Exercice a: Recopiez le passage du discours sur la transposition des directives européennes, en commençant par « Je déplore le » et en allant jusqu'à « le domaine musical. ».

Monsieur le président, madame la ministre, mes chers collègues, le présent projet de loi transpose trois directives européennes dans les domaines de la propriété littéraire et artistique, ainsi que du patrimoine.
Au travers de ces dispositions, l’Union européenne témoigne de son intérêt pour la culture. Elle épouse la conception française selon laquelle la culture doit être encadrée pour être protégée, et ce davantage encore dans un contexte de mondialisation économique et culturelle. Ces mesures rejoignent les politiques françaises en matière d’aide à la création, de démocratisation culturelle et de protection du patrimoine.
Je déplore le retard pris par le Gouvernement dans la transposition de ces textes, même si je sais, madame la ministre, que vous n’êtes pas responsable de cette situation. Je rappelle que le délai de transposition de la directive relative à la durée de protection du droit d’auteur et de certains droits voisins s’est éteint au 1er novembre 2013, tandis que celui de la directive sur certaines utilisations autorisées des œuvres orphelines a expiré le 29 octobre dernier. Ce retard oblige le législateur à imposer la rétroactivité de certaines mesures, notamment en matière d’allongement de la durée des droits voisins dans le domaine musical.
Malgré un agenda très contraint, la commission de la culture, de l’éducation et de la communication s’est attachée, tout au long de la procédure, à travailler dans le respect des exigences habituelles du travail parlementaire. Elle a recueilli auprès de l’ensemble des acteurs concernés un grand nombre de contributions écrites. Les travaux ainsi menés l’ont conduite à adopter trois amendements, afin, d’une part, de rendre le présent projet de loi plus conforme aux directives qu’il transpose, et, d’autre part, d’assurer l’effectivité du droit interne ainsi modifié. J’y reviendrai dans quelques instants.
Le titre Ier du présent projet de loi transpose la directive du 27 septembre 2011, qui porte de cinquante à soixante-dix ans la durée de protection de certains droits voisins, c’est-à-dire ceux des artistes-interprètes et des producteurs du seul secteur de la musique. Il s’agit de tirer les conséquences de l’allongement de la durée de vie des artistes, souvent en situation précaire. En effet, la durée de protection actuelle est telle que les enregistrements tombent dans le domaine public, alors que les artistes sont toujours vivants et rencontrent des difficultés économiques.

Exercice b: Présentez sous forme de tableau Markdown à deux colonnes, « Numéro » et « Ligne », les lignes des enregistrements, en commençant par la ligne contenant « cloud --coords pixels » et en allant jusqu'à la fin des enregistrements, sans les lignes vides.

Les enregistrements:
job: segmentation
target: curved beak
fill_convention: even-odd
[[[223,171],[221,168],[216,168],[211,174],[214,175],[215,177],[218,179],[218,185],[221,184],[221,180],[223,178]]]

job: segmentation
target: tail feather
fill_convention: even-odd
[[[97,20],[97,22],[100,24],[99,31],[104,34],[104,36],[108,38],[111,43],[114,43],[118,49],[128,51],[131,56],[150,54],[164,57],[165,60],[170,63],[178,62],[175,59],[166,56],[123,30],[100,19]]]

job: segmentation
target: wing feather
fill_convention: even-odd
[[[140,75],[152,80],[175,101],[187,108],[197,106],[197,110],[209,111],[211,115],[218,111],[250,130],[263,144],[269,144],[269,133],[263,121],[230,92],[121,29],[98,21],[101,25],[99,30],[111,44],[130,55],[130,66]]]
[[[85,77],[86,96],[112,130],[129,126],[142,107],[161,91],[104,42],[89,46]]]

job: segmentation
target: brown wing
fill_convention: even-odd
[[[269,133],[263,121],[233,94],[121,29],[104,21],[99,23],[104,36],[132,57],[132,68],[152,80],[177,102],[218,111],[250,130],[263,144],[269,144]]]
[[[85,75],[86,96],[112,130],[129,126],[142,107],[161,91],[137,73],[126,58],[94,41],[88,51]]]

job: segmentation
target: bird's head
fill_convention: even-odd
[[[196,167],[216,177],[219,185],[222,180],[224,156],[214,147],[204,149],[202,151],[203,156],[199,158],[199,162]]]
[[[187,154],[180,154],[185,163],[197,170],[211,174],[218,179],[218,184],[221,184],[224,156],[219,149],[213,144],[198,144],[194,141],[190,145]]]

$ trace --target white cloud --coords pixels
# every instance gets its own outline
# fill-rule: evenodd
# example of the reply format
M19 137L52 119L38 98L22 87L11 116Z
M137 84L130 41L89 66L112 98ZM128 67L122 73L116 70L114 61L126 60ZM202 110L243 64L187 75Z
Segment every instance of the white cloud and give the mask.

Corrigé a:
Je déplore le retard pris par le Gouvernement dans la transposition de ces textes, même si je sais, madame la ministre, que vous n’êtes pas responsable de cette situation. Je rappelle que le délai de transposition de la directive relative à la durée de protection du droit d’auteur et de certains droits voisins s’est éteint au 1er novembre 2013, tandis que celui de la directive sur certaines utilisations autorisées des œuvres orphelines a expiré le 29 octobre dernier. Ce retard oblige le législateur à imposer la rétroactivité de certaines mesures, notamment en matière d’allongement de la durée des droits voisins dans le domaine musical.

Corrigé b:
| Numéro | Ligne |
|---|---|
| 1 | $ trace --target white cloud --coords pixels |
| 2 | # every instance gets its own outline |
| 3 | # fill-rule: evenodd |
| 4 | # example of the reply format |
| 5 | M19 137L52 119L38 98L22 87L11 116Z |
| 6 | M137 84L130 41L89 66L112 98ZM128 67L122 73L116 70L114 61L126 60ZM202 110L243 64L187 75Z |
| 7 | Segment every instance of the white cloud and give the mask. |